## ENTRIES SHOWN:
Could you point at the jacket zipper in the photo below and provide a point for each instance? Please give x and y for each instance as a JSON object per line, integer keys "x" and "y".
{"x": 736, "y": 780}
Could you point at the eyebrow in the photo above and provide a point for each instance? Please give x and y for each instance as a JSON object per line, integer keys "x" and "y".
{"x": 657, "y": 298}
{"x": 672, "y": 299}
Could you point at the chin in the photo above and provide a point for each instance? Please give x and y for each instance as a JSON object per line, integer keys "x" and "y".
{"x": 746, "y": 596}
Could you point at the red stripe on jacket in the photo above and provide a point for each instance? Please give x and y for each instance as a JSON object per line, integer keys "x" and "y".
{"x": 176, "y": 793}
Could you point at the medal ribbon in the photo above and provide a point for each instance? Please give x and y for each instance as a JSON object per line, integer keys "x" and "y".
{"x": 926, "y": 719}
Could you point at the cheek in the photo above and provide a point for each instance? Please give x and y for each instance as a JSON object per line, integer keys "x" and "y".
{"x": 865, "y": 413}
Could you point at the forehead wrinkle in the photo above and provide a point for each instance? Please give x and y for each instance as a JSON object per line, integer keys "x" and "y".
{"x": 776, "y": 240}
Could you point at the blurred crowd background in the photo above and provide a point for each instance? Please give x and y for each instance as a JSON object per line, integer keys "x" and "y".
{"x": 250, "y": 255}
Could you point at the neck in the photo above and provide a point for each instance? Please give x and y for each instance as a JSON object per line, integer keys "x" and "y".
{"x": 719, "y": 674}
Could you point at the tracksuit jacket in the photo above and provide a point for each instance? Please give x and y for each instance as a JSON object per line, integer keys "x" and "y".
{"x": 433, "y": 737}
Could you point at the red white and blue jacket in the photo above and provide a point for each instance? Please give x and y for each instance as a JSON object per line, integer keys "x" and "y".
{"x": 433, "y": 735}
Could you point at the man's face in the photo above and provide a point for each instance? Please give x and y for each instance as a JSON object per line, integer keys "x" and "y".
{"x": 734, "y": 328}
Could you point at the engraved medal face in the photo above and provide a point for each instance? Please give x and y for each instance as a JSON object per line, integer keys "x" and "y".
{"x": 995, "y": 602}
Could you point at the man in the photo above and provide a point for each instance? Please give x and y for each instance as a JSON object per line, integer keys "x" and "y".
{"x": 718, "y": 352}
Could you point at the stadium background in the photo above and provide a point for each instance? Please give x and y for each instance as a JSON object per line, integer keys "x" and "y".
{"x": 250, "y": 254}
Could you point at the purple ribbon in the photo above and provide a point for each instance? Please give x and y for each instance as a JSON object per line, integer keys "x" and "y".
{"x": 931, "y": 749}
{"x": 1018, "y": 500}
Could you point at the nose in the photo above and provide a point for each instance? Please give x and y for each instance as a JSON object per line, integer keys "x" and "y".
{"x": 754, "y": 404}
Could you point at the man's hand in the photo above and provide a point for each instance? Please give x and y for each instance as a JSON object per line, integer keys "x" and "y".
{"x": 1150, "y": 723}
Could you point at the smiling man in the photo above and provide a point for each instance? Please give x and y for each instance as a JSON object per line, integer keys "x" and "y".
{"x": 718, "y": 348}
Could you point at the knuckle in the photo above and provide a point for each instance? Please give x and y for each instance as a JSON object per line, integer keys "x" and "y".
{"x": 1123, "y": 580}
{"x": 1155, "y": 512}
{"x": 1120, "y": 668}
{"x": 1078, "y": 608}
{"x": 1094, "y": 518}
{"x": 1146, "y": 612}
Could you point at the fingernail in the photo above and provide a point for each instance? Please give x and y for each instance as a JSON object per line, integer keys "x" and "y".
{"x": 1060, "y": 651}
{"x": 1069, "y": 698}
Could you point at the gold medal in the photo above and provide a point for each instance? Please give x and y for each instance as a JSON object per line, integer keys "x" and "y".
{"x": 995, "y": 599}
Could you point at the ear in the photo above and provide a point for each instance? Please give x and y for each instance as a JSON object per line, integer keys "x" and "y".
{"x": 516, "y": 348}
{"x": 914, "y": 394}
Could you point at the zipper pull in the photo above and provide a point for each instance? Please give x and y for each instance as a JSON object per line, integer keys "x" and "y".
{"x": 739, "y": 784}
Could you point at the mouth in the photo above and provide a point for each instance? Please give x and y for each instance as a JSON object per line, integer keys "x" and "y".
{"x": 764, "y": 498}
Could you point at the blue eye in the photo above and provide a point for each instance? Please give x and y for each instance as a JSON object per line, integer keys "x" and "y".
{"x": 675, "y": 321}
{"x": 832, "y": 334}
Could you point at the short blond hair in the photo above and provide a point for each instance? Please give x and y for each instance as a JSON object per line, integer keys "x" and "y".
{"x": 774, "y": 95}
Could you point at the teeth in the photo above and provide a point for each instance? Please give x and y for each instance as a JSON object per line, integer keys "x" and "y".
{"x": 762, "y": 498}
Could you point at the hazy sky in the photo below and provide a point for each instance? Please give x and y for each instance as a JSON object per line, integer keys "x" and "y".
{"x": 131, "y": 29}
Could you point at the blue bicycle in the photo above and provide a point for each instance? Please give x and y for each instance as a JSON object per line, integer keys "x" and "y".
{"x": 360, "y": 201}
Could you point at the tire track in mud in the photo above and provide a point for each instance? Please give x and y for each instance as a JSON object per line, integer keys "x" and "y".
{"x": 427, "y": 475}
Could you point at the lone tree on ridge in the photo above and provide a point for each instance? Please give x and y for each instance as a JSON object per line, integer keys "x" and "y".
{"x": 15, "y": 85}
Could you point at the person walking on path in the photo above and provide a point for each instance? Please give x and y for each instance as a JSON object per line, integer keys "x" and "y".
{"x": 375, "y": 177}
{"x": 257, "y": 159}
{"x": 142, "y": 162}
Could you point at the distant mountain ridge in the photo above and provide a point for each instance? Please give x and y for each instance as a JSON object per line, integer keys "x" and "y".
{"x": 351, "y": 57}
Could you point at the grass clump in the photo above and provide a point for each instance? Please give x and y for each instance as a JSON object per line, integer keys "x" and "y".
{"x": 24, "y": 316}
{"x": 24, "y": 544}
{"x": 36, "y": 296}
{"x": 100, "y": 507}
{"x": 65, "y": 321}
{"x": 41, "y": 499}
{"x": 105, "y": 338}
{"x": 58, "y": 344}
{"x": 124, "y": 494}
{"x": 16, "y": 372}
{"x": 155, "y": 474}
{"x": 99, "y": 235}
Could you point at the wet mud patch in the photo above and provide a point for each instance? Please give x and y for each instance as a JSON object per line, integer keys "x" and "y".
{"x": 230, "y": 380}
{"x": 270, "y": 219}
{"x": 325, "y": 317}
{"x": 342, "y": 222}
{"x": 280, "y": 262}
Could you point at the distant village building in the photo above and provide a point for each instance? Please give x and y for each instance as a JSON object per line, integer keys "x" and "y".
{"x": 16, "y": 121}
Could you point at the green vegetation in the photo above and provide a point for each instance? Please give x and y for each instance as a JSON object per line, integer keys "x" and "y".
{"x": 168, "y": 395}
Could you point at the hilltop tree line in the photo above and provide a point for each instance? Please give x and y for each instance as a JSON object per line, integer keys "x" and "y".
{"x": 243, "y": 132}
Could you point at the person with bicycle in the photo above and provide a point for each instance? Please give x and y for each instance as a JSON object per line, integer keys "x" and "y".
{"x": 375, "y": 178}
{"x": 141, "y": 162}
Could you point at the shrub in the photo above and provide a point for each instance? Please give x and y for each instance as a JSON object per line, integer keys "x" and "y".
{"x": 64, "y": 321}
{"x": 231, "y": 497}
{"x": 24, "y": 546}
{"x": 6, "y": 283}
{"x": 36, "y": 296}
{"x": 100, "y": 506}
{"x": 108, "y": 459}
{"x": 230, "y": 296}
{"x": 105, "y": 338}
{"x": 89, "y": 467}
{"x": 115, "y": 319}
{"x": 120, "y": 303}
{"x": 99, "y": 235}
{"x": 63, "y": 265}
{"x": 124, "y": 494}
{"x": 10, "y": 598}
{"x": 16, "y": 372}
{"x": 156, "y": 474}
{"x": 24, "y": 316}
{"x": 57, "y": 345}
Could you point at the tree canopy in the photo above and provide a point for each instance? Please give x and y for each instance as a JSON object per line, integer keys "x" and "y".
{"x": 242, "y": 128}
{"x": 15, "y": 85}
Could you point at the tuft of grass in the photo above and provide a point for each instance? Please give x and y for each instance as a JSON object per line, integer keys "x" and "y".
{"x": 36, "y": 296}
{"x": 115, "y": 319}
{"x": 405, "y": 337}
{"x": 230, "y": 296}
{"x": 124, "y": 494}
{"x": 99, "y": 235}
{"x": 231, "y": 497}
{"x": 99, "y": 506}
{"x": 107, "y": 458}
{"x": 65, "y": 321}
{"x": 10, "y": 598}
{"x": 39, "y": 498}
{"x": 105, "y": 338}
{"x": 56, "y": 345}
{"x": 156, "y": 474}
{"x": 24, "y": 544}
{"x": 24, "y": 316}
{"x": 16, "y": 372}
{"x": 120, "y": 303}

## GOAL:
Extract, verbatim, the lines from the one containing "Could you point at the hilltop" through the last line of the listing above.

## SOLUTION TO THE PROBLEM:
Could you point at the hilltop tree line in the photo above and provide a point for each instance? Please give x and y for each instance as a JSON object per line, integer keys "x" and "y".
{"x": 243, "y": 132}
Could you point at the person with bicycle in the photo above and provide a point for each instance? Please give x and y for each instance as a JSON object per line, integer keys "x" and "y".
{"x": 375, "y": 178}
{"x": 141, "y": 162}
Could you point at the shrub in the photo above and provide a point for each instance? Please give x and y for each instance as a JSON object per line, integer keys "x" and "y".
{"x": 64, "y": 321}
{"x": 231, "y": 497}
{"x": 24, "y": 546}
{"x": 6, "y": 283}
{"x": 36, "y": 296}
{"x": 100, "y": 506}
{"x": 108, "y": 459}
{"x": 230, "y": 296}
{"x": 105, "y": 338}
{"x": 89, "y": 467}
{"x": 115, "y": 319}
{"x": 120, "y": 303}
{"x": 99, "y": 235}
{"x": 63, "y": 265}
{"x": 124, "y": 494}
{"x": 10, "y": 598}
{"x": 16, "y": 372}
{"x": 156, "y": 474}
{"x": 24, "y": 316}
{"x": 57, "y": 345}
Could you point at the tree canopy in the photo above and provide a point for each instance? Please give x and y for each instance as a JSON object per line, integer keys "x" and "y".
{"x": 242, "y": 128}
{"x": 15, "y": 85}
Could you point at the tuft of grass in the photo above and provide a point for each instance? Please give x and y for each instance as a JSON object per line, integer keys "x" and "y".
{"x": 36, "y": 296}
{"x": 115, "y": 319}
{"x": 405, "y": 337}
{"x": 230, "y": 296}
{"x": 124, "y": 494}
{"x": 99, "y": 235}
{"x": 231, "y": 497}
{"x": 99, "y": 506}
{"x": 107, "y": 458}
{"x": 65, "y": 321}
{"x": 10, "y": 598}
{"x": 39, "y": 498}
{"x": 105, "y": 338}
{"x": 56, "y": 345}
{"x": 156, "y": 474}
{"x": 24, "y": 544}
{"x": 24, "y": 316}
{"x": 16, "y": 372}
{"x": 120, "y": 303}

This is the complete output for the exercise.